When copying the data, keep every line exactly the same.

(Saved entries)
◆ ◆ ◆ ◆

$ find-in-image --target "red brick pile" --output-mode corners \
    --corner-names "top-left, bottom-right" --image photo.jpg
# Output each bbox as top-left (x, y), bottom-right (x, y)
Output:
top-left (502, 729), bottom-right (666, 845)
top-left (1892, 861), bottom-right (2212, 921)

◆ ◆ ◆ ◆

OUTPUT OF THE TASK |
$ find-in-image --target "red brick pile" --output-mode corners \
    --corner-names "top-left, bottom-right" --image photo.jpg
# Output each bbox as top-left (x, y), bottom-right (x, y)
Output:
top-left (502, 729), bottom-right (666, 845)
top-left (1892, 861), bottom-right (2212, 921)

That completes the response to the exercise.